Scan the listing and work out how many lines contain the word "this". Nothing but the number should be given.
+++
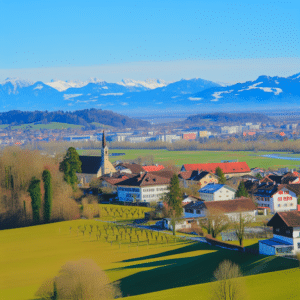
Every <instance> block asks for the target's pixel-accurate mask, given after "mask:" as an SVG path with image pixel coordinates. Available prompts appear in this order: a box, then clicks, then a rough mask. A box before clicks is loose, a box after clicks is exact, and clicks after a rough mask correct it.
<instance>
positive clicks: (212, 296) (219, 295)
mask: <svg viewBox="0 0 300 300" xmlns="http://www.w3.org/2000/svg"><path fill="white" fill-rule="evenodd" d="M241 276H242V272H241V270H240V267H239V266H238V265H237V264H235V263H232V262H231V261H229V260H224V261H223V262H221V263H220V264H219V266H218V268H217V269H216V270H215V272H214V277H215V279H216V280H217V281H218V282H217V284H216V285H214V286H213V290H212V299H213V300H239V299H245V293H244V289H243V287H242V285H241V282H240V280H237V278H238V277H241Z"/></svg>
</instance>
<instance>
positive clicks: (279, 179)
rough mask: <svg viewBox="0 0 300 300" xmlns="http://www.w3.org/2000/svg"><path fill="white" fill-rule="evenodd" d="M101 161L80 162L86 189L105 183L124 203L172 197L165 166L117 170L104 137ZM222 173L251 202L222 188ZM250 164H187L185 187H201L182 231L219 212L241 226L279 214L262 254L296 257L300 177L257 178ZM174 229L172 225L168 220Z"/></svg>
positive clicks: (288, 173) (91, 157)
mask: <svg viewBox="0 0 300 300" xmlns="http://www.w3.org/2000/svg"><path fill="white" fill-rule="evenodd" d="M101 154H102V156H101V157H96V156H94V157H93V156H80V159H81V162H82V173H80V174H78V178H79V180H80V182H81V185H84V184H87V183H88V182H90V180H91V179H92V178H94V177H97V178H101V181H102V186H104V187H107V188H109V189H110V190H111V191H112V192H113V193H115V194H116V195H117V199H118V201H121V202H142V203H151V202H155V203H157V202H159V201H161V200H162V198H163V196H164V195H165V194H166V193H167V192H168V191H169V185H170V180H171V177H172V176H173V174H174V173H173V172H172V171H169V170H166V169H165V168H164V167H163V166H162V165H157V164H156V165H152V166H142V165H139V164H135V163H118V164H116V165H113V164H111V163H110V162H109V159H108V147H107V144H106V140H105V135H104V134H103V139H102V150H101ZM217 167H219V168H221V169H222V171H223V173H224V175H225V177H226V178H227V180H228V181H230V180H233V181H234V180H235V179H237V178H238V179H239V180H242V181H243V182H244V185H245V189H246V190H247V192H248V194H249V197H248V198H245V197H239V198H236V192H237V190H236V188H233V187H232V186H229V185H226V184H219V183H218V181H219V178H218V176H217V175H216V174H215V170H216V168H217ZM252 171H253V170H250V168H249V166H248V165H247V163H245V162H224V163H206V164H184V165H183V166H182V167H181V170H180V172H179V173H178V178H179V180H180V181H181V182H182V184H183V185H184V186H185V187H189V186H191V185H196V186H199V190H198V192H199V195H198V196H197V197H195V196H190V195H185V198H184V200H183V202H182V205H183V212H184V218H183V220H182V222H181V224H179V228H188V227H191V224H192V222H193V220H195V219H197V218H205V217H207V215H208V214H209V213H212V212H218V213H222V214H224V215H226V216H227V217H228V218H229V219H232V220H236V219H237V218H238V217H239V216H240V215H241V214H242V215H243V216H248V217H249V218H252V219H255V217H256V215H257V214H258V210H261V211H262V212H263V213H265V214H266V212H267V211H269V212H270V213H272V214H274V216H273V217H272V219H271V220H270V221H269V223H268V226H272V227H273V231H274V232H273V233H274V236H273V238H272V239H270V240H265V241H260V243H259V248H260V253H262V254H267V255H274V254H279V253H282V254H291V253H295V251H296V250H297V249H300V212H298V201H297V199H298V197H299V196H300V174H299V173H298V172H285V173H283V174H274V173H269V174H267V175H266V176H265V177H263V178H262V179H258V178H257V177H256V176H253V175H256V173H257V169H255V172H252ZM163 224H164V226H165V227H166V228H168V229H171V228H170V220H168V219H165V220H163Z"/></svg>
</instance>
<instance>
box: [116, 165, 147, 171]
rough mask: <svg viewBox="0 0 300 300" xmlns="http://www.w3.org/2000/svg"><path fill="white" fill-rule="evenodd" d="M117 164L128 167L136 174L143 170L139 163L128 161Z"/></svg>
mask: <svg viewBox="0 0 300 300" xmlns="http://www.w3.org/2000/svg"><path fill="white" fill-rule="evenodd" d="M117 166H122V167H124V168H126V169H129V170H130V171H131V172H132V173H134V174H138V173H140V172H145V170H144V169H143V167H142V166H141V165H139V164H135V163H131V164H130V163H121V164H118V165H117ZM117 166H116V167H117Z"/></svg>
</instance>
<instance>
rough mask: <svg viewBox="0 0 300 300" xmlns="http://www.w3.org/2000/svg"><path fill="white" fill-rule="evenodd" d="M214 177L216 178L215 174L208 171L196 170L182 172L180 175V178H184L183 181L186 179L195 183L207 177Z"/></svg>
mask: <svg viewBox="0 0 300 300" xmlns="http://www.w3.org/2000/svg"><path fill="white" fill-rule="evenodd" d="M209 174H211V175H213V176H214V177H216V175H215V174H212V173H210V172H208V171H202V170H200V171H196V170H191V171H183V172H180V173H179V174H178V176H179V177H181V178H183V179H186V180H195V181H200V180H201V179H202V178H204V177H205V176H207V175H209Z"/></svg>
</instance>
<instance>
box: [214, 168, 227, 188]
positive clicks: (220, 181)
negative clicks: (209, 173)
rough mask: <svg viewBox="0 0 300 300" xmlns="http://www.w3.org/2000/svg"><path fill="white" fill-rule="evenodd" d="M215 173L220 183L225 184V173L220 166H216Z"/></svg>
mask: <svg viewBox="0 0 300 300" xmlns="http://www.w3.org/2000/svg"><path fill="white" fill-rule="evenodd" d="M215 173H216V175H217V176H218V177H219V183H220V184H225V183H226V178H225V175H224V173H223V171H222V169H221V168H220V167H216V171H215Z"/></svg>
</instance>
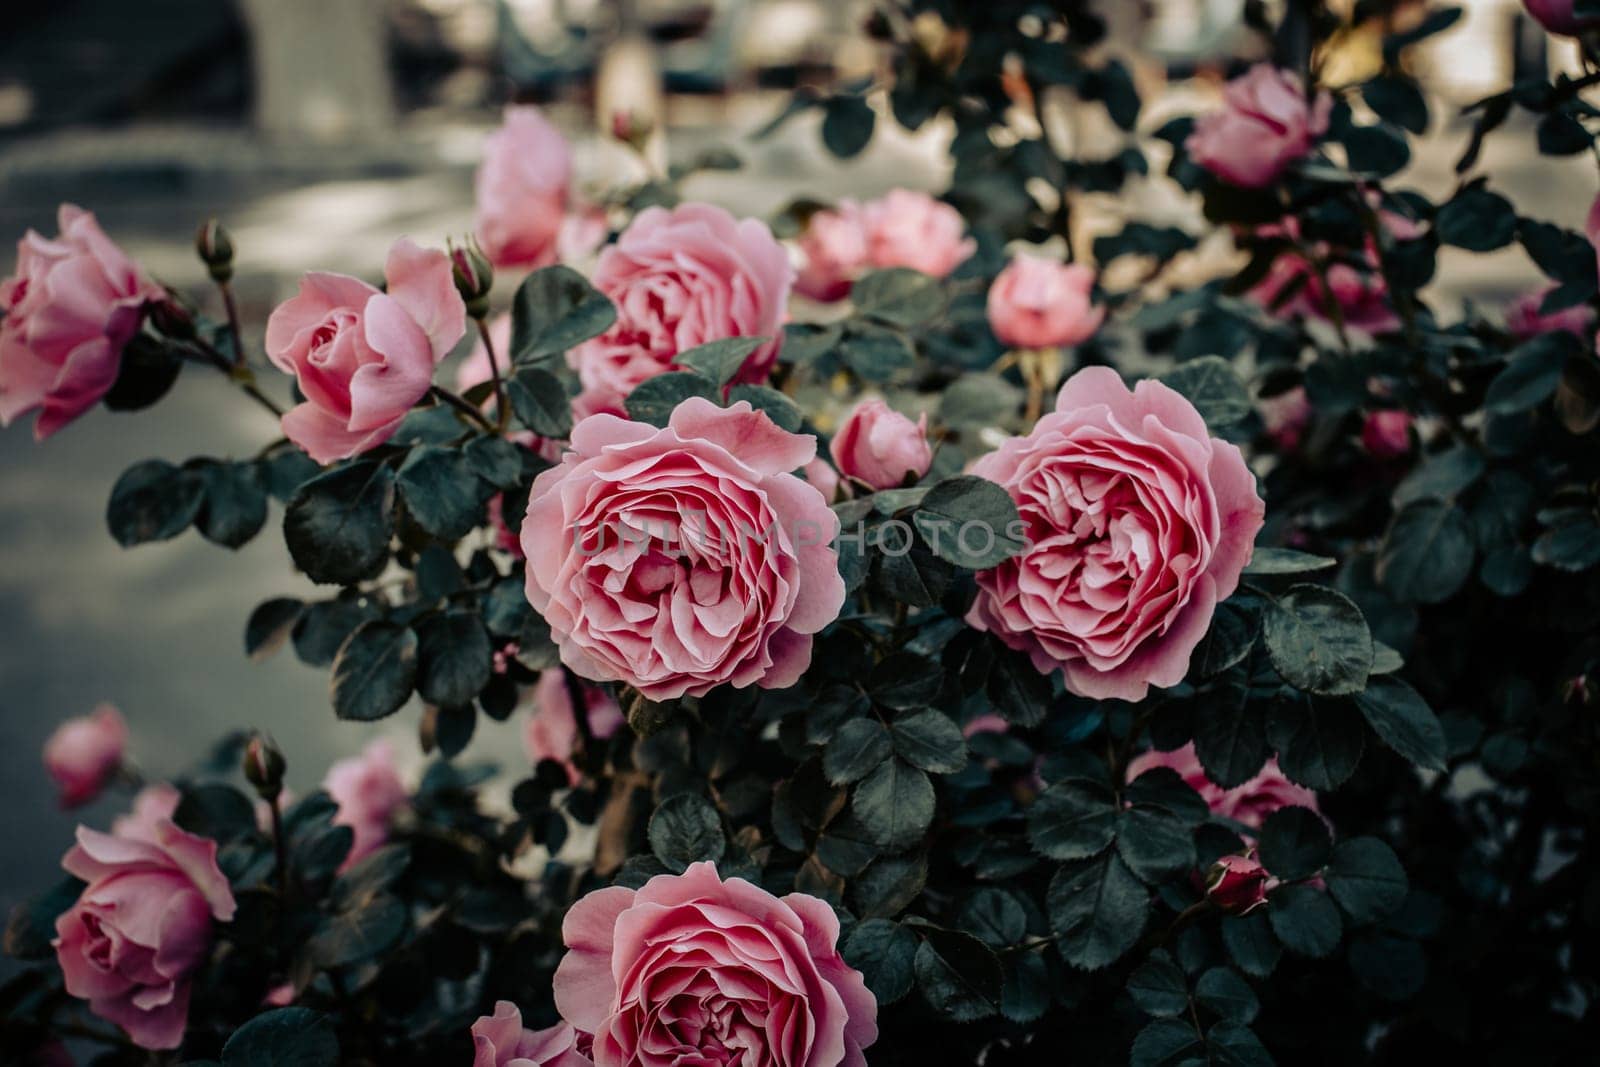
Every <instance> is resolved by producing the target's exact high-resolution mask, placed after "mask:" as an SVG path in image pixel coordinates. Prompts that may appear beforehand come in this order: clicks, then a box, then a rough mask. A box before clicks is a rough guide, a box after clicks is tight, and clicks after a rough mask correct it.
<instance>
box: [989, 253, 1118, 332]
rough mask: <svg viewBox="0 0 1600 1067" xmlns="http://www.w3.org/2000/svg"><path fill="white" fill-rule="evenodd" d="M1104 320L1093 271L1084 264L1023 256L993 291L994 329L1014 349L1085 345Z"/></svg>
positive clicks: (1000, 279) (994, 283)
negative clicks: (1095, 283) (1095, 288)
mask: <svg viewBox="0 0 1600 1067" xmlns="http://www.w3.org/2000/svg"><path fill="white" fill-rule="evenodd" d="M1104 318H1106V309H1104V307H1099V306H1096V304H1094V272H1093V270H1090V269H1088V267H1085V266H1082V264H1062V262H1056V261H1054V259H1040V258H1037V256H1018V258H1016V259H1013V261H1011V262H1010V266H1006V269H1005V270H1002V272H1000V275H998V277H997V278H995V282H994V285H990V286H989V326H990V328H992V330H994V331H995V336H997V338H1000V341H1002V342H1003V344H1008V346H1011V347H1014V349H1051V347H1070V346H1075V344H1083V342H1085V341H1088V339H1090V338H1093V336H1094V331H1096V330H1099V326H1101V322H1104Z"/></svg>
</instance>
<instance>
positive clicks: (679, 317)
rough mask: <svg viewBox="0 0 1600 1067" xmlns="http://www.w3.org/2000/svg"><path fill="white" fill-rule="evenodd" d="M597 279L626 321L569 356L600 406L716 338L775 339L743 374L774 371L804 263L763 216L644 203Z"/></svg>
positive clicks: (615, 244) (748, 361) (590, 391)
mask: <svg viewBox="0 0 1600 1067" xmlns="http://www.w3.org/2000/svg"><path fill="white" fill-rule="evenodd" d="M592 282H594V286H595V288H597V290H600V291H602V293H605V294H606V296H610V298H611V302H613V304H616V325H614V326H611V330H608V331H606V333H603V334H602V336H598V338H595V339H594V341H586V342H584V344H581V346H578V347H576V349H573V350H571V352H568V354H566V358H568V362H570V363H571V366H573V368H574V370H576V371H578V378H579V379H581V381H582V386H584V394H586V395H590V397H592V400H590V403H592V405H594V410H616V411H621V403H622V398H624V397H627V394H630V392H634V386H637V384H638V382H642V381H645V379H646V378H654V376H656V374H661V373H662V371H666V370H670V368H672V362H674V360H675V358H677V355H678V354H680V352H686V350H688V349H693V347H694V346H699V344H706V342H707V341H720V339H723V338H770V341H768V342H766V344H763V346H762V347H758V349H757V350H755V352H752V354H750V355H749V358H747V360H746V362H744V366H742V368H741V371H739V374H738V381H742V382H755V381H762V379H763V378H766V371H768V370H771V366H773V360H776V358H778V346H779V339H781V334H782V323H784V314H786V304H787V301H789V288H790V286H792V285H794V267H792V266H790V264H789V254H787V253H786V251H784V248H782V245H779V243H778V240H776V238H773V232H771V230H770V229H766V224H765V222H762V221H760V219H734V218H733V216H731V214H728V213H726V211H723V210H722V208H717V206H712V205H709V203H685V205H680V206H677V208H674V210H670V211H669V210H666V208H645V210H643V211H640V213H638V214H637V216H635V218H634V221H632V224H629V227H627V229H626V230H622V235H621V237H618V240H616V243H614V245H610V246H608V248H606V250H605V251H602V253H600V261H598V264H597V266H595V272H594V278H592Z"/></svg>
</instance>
+++
> _RESPONSE AREA_: 2